Convert the records from the line containing "Would you kindly put a point on the white cap" through the line containing "point(681, 143)", inclusive, into a Markdown table with a No. column holding the row number and a Record column holding the line. Skip any blank lines.

........

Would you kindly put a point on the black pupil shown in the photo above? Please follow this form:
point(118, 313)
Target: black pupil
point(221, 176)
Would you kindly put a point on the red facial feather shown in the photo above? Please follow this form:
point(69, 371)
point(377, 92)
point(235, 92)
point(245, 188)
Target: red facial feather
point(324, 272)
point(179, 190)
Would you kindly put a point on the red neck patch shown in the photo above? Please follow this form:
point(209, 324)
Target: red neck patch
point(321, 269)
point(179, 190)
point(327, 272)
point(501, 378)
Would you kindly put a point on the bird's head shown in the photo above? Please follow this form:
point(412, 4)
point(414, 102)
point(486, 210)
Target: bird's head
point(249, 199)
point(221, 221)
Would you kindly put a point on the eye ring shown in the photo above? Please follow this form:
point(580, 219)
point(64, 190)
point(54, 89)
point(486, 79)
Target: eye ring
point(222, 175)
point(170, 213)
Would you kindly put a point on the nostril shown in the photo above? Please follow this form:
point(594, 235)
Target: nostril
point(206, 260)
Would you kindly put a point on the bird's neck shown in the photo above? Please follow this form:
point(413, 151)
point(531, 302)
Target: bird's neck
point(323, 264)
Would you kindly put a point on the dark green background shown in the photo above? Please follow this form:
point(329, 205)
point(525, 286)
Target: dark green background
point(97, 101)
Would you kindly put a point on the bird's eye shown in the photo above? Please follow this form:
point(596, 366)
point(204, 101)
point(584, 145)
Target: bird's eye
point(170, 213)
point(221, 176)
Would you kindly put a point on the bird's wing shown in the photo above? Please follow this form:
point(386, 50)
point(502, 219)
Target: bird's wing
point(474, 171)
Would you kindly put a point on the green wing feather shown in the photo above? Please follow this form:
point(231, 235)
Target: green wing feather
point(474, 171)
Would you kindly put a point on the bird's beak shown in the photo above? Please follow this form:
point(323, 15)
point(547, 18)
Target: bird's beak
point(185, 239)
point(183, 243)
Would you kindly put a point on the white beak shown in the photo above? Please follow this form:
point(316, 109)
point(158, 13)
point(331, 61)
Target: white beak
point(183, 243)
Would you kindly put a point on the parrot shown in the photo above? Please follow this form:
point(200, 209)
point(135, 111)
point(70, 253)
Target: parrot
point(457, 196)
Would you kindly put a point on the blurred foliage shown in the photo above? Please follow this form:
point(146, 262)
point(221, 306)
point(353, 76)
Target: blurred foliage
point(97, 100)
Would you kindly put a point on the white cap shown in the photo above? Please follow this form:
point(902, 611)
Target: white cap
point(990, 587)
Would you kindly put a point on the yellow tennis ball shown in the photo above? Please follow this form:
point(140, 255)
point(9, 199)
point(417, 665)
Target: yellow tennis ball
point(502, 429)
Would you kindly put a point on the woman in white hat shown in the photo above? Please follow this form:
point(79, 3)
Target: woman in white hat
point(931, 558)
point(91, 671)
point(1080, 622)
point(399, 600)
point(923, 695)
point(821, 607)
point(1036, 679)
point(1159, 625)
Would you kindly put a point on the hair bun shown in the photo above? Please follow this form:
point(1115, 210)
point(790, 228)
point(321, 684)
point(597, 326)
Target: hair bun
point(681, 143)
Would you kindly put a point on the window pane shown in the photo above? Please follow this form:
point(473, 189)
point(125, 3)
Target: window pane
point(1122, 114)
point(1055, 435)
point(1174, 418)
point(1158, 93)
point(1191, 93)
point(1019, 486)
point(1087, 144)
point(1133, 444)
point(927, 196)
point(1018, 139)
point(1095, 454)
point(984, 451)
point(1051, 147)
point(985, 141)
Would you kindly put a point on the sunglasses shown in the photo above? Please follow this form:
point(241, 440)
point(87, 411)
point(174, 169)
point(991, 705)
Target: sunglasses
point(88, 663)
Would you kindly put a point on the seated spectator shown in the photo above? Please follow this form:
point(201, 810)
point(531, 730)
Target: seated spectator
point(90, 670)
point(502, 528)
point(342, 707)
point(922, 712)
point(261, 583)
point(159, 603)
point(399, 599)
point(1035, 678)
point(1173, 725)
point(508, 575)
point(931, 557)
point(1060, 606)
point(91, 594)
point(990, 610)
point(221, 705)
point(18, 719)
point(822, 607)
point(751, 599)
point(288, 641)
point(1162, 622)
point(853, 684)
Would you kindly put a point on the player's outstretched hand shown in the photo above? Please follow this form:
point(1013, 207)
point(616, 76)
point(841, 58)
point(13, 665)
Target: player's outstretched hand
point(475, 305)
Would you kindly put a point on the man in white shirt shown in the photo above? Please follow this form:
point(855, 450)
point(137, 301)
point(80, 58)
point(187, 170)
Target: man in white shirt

........

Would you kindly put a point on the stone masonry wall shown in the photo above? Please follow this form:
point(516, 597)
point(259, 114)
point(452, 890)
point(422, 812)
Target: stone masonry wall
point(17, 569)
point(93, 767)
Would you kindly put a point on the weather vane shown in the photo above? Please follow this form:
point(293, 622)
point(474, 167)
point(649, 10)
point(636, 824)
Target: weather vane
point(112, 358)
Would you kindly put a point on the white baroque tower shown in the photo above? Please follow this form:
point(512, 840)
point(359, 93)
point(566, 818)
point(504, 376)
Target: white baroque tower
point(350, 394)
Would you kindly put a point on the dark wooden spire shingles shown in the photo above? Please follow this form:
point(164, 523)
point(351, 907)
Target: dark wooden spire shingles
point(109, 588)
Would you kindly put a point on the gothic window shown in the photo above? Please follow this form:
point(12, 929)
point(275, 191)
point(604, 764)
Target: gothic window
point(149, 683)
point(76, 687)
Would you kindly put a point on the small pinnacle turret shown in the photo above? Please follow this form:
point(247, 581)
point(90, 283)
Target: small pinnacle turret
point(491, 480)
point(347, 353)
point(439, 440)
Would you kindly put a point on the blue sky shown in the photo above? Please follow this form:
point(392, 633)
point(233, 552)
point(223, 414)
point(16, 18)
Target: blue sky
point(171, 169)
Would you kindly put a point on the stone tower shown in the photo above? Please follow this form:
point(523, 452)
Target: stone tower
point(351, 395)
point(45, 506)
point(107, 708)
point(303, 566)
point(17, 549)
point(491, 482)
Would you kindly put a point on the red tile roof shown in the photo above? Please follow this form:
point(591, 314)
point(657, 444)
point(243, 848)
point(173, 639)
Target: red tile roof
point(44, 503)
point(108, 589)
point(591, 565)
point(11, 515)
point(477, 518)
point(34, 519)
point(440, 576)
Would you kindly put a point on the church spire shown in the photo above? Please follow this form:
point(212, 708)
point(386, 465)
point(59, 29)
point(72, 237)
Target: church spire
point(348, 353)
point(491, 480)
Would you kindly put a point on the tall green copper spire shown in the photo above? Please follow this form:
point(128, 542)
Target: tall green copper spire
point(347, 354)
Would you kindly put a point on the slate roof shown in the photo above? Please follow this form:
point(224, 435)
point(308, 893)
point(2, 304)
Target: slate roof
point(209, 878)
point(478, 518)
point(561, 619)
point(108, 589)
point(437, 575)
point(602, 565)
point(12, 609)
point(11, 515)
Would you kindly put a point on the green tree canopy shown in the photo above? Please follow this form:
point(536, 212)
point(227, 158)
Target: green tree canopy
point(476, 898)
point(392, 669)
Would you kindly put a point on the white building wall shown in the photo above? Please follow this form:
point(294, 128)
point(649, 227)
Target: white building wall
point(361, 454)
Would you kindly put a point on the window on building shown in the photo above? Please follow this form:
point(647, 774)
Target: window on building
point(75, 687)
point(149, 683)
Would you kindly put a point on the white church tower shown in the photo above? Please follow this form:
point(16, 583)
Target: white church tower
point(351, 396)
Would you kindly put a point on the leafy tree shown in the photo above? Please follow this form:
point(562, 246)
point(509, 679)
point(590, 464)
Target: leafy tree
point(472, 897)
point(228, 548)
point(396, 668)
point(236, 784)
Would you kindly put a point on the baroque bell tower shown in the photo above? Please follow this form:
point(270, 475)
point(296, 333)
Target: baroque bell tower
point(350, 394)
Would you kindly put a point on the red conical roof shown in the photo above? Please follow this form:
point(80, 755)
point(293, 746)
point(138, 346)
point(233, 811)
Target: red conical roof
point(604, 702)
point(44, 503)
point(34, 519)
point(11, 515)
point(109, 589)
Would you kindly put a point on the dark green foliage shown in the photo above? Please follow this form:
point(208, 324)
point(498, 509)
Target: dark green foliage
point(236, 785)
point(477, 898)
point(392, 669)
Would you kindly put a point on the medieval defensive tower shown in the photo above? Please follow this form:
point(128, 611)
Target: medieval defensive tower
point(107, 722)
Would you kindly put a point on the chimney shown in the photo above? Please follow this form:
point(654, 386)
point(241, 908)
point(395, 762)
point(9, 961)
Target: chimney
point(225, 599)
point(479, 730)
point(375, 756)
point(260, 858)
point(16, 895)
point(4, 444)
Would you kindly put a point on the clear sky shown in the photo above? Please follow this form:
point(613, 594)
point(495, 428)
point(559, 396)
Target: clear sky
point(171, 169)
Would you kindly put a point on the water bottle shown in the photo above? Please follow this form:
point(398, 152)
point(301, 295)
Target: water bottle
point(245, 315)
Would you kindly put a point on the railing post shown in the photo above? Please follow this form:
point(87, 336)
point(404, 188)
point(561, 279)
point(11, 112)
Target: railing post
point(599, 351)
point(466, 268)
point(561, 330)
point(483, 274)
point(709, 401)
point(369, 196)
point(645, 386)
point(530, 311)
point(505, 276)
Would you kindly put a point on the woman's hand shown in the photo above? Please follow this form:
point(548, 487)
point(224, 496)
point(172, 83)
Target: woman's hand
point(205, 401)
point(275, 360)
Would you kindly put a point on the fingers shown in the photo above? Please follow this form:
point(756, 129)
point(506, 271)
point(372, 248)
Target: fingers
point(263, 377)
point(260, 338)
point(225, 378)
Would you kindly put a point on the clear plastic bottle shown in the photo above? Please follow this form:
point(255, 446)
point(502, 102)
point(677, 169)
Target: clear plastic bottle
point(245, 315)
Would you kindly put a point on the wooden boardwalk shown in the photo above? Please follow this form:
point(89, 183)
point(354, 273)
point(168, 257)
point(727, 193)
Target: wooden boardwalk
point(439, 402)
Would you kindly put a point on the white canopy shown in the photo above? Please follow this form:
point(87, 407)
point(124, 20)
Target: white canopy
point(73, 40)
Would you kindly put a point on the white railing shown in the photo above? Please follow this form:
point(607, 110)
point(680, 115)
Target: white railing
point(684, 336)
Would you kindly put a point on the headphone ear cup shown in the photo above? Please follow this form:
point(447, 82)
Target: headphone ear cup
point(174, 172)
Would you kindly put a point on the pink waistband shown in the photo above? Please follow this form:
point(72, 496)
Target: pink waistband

........

(Solution to this problem)
| No. | Record |
|---|---|
| 1 | Would you kindly put a point on the white cap shown in the photo above? Please follow this form: |
| 2 | point(902, 611) |
| 3 | Target: white cap |
| 4 | point(990, 587) |
| 5 | Would you kindly put a point on the yellow tennis ball shown in the photo above? Please follow this form: |
| 6 | point(140, 255) |
| 7 | point(9, 199) |
| 8 | point(417, 665) |
| 9 | Target: yellow tennis ball |
| 10 | point(502, 429) |
| 11 | Would you kindly put a point on the woman in white hat shown in the photo above? Please follow this form: |
| 12 | point(79, 3) |
| 13 | Target: woman in white hat |
| 14 | point(931, 558) |
| 15 | point(91, 671) |
| 16 | point(1080, 622) |
| 17 | point(399, 600) |
| 18 | point(923, 695) |
| 19 | point(821, 607) |
| 20 | point(1036, 679) |
| 21 | point(1159, 625) |
| 22 | Would you kindly put a point on the hair bun shown in the photo above? Please follow this form: |
| 23 | point(1115, 210) |
| 24 | point(790, 228) |
| 25 | point(321, 684) |
| 26 | point(597, 326) |
| 27 | Target: hair bun |
| 28 | point(681, 143) |